• **Selected passage**:
===============

By Advertising Industry SatireNo Comments

I used to be a reasonably sane, somewhat boring human being.
A decaf-latte type. Soft opinions. Cardigans in spring.

But then—I entered advertising.
And suddenly, the whisper began:

“Be bold, brave, and different.”
Like everyone else.

So I studied the uniform: all-black wardrobe, circle glasses, “creative” sneakers that cost 2x rent in the countryside.

I downloaded the dialect: Droga quotes, W+K worship, performative disdain for briefs (until the client calls).

I learned the ritual: the gravel-voiced manifesto, the slow-mo footage, the obligatory NGO spot no one asked for.

Within months… well, maybe years, I became one of them:
The Creative Class of Slightly Edgy Sameness™.


You know the vibe—sits on stools in panel talks, says “storytelling” like it’s sacred scripture, has at least one Medium piece titled “Creativity Needs a Reckoning.”
(Guilty. I wrote three. Still pitching the fourth.)

I mastered the cult choreography:
→ Arrive late, but ideologically.
→ Drag “mediocrity” while designing the same carousel for three FMCG clients.
→ Use “disruptive” to describe oat milk. Again.

They told us to be brave—but only in pre-approved, pastel-safe ways.
Say something “radical,” just not enough to spook procurement.
Push boundaries—until legal coughs.
Be rebellious—but backed by a 42-slide Keynote and a safety net of case studies.

And you start to wonder:


Are we creatives—or just content sommeliers, sniffing notes of disruption in the algorithm’s latest blend?

What once felt electric—risk, point of view, gut instinct—got rewired into compliance.


By pitch five, “breaking the mold” started to feel like buying it on subscription.

The industry didn’t want individuals.
It wanted a very specific kind of different—pre-approved, pitch-safe, Instagrammable.

===============

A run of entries
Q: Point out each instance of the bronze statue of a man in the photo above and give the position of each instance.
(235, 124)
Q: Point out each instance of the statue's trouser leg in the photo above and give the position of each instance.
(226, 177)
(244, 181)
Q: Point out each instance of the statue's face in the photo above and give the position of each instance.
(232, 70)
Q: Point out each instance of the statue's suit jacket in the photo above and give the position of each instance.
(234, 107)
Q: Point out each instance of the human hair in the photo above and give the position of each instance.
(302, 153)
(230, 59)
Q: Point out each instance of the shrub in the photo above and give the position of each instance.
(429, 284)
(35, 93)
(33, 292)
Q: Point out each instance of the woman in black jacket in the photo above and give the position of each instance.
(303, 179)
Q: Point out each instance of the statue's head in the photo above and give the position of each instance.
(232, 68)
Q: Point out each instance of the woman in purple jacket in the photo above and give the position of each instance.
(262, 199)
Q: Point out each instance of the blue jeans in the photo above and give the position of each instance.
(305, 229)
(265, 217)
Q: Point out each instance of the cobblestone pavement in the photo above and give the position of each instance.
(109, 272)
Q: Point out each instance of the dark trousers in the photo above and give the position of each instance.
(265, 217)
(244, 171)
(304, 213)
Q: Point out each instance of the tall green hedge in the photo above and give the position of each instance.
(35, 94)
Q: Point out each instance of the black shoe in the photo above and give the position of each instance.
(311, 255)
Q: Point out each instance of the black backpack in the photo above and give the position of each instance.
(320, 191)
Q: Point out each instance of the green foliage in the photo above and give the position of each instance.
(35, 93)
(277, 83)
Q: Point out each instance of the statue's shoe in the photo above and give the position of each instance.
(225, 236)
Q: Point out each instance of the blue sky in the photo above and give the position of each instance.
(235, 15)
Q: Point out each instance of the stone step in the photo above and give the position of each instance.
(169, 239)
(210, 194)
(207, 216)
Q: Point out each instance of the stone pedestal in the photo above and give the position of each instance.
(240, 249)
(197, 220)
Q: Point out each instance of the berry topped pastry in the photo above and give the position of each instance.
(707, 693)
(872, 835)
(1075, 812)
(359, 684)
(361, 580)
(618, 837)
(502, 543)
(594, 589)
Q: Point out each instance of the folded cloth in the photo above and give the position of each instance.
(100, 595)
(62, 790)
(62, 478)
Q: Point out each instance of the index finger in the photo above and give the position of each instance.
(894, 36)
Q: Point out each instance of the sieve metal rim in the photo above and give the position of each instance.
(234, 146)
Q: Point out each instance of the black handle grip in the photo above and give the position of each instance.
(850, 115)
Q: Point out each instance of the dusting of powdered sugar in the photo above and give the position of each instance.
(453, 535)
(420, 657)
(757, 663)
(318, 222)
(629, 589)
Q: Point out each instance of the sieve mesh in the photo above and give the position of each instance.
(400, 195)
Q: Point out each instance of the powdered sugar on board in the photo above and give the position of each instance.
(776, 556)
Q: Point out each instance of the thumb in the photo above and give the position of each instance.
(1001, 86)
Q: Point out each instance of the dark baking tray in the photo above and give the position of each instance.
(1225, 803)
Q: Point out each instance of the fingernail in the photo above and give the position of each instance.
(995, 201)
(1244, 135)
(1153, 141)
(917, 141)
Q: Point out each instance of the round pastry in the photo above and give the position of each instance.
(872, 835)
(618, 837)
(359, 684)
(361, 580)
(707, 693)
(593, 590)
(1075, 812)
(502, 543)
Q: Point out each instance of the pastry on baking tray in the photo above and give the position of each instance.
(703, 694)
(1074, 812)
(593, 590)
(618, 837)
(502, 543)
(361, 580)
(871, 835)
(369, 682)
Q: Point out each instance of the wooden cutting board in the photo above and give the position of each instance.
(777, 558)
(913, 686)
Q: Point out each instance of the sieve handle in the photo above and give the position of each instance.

===============

• **Task requirements**:
• 1. In the advertising satire, what word does the narrator use to describe oat milk?
• 2. Return the passage of the advertising satire between "What once felt" and "didn’t want individuals.", inclusive.

• **Answers for this exercise**:
• 1. "Disruptive."

• 2.
What once felt electric—risk, point of view, gut instinct—got rewired into compliance.


By pitch five, “breaking the mold” started to feel like buying it on subscription.

The industry didn’t want individuals.